§ EISEN OPDRACHT
A. Wijzig in het verhaal over de Militaire Politiezorg de passage van "Anekdotes en (sterke)" tot en met "in Duitsland geweest." door "Duitsland" te vervangen door "Frankrijk". Geef de gewijzigde passage volledig weer.
B. Haal uit de gegevens iedere regel waarin de tekenreeks "brick" voorkomt en neem deze regels ongewijzigd over.

Anekdotes en (sterke) verhalen
Militaire Politiezorg midden jaren 50. Door dpl wmr Gijs Treur, lichting 52-3
Ik vermoed dat er maar weinig mensen, ook uit die tijd, wisten dat er in de jaren 1954 en 1955 tot ten minste vier maal toe, een detachement vanuit 2-101 LK Marbat, naar Duitsland is afgereisd voor telkens een tweemaandelijkse termijn voor Militaire Politiezorg. Ik ben in 1954 voor twee maanden als detachementcommandant in Duitsland geweest.
Ik, een dienstplichtig wachtmeester van 21 jaar, die voor deze -en zo voelde ik het ook- verantwoordelijke uitzending werd aangezocht, vond het een grote eer om dit te gaan doen.
Als eerste vroeg kapitein Schulze mij of ik het aandurfde om als detachementscommandant politiezorg te gaan leveren in Duistland. Ik kon mijn eigen groep meenemen, aangevuld met twee motorrijders. Met toestemming van kapitein Schulze mocht ik met 7 marechaussees en twee motorrijders de dag voor de vertrekdatum afreizen naar mijn woonplaats Erika in Drente. Ik sliep uiteraard op mijn bed in huis maar de marechaussees moesten in hun tentje in de tuin slapen. De volgende morgen vertrokken we om via Nieuweschans Duitsland in te rijden. Onderweg naar onze bestemming in Duitsland nog éénmaal overnacht bij een meertje en een café. Een biertje gedronken waarna één van de marechaussees terug liep naar zijn tentje maar wel dwars door het, gelukkig niet diepe, meertje.
Internationaal gezelschap
De politiezorg moest geleverd worden nabij het dorp Ludjenburg, ongeveer 70 km ten oosten van Kiel, aan de Oostzee. Het betrof toezicht op Nederlandse militairen die zich plm. 20 km ten noorden van Ludjenburg in een Nederland kamp bevonden. Daar was ook een Amerikaans kamp, een Frans kamp en een Engels kamp. Keurig op één rij met een totale lengte van 1 à 1½ km. Deze kampen waren alle gelegen tussen de kust en een asfaltweg. Aan de andere zijde van de weg bevonden zich tientallen cafés en bars. Gebouwd in Amerikaanse stijl, alle nagenoeg met een waranda, zoals in cowboyfilms. In al die kampen waren afdelingen van de artillerie gelegerd die op doelen voor de kust oefenden.
Om 17.00 uur, na einde diensttijd, stroomden de kampen leeg naar de andere kant van de weg. Amerikanen, Engelsen, Belgen, Nederlanders en Duitsers. In die jaren heerste nog het militair gezag van Amerika, Engeland en Frankrijk in Duitsland.

Brongegevens
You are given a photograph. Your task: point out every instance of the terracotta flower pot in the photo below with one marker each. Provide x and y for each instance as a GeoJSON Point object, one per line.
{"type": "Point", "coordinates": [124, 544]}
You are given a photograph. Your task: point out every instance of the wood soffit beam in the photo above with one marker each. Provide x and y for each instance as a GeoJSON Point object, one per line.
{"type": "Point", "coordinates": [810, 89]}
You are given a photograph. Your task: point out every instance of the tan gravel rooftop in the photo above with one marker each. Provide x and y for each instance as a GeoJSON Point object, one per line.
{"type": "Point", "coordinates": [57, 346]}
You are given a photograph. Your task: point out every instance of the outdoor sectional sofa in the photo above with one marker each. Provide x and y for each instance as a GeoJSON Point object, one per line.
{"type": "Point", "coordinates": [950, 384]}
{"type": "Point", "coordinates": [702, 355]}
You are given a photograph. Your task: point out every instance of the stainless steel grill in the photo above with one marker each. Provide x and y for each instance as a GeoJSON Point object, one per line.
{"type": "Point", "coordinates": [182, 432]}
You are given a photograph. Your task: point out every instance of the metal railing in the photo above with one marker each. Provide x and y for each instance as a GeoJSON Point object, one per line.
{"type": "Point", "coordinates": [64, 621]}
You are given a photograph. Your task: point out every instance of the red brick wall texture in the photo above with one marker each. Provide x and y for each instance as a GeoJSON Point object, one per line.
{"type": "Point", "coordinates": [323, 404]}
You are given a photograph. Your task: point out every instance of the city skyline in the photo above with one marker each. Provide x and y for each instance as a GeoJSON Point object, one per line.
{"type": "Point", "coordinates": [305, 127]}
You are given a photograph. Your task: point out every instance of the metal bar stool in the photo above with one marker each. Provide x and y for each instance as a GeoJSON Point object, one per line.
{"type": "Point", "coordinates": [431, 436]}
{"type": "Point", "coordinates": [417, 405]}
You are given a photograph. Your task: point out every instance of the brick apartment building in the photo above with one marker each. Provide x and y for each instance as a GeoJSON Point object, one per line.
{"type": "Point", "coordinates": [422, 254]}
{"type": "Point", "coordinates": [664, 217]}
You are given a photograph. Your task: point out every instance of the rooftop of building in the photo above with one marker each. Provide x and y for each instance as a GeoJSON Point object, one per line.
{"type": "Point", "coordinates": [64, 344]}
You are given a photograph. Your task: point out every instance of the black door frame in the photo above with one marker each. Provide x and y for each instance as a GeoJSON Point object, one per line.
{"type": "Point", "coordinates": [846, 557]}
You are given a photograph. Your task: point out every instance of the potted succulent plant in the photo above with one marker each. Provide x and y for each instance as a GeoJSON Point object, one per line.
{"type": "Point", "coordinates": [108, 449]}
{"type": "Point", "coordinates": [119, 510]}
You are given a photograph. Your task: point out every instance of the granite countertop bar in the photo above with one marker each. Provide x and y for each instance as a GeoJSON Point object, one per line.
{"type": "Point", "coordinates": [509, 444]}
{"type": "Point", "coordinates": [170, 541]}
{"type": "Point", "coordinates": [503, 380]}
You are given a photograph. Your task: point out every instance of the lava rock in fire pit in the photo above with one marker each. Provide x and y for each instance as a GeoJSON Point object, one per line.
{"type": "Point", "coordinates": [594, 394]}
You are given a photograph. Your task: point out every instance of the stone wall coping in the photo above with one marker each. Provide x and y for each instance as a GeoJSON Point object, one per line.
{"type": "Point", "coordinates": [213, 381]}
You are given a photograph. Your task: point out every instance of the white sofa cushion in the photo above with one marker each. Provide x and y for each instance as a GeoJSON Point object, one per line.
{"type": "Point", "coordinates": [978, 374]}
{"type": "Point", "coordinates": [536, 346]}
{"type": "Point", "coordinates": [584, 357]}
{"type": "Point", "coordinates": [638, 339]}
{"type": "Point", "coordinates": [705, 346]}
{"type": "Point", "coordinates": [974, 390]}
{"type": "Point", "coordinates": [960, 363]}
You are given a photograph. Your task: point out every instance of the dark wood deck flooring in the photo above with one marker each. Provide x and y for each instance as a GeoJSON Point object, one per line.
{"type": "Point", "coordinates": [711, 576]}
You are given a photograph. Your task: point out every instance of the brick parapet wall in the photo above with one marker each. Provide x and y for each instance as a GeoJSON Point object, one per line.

§ RESULTATEN OP VOLGORDE
A.
Anekdotes en (sterke) verhalen
Militaire Politiezorg midden jaren 50. Door dpl wmr Gijs Treur, lichting 52-3
Ik vermoed dat er maar weinig mensen, ook uit die tijd, wisten dat er in de jaren 1954 en 1955 tot ten minste vier maal toe, een detachement vanuit 2-101 LK Marbat, naar Frankrijk is afgereisd voor telkens een tweemaandelijkse termijn voor Militaire Politiezorg. Ik ben in 1954 voor twee maanden als detachementcommandant in Frankrijk geweest.

B.
You are given a photograph. Your task: point out every instance of the red brick wall texture in the photo above with one marker each. Provide x and y for each instance as a GeoJSON Point object, one per line.
You are given a photograph. Your task: point out every instance of the brick apartment building in the photo above with one marker each. Provide x and y for each instance as a GeoJSON Point object, one per line.
You are given a photograph. Your task: point out every instance of the brick parapet wall in the photo above with one marker each. Provide x and y for each instance as a GeoJSON Point object, one per line.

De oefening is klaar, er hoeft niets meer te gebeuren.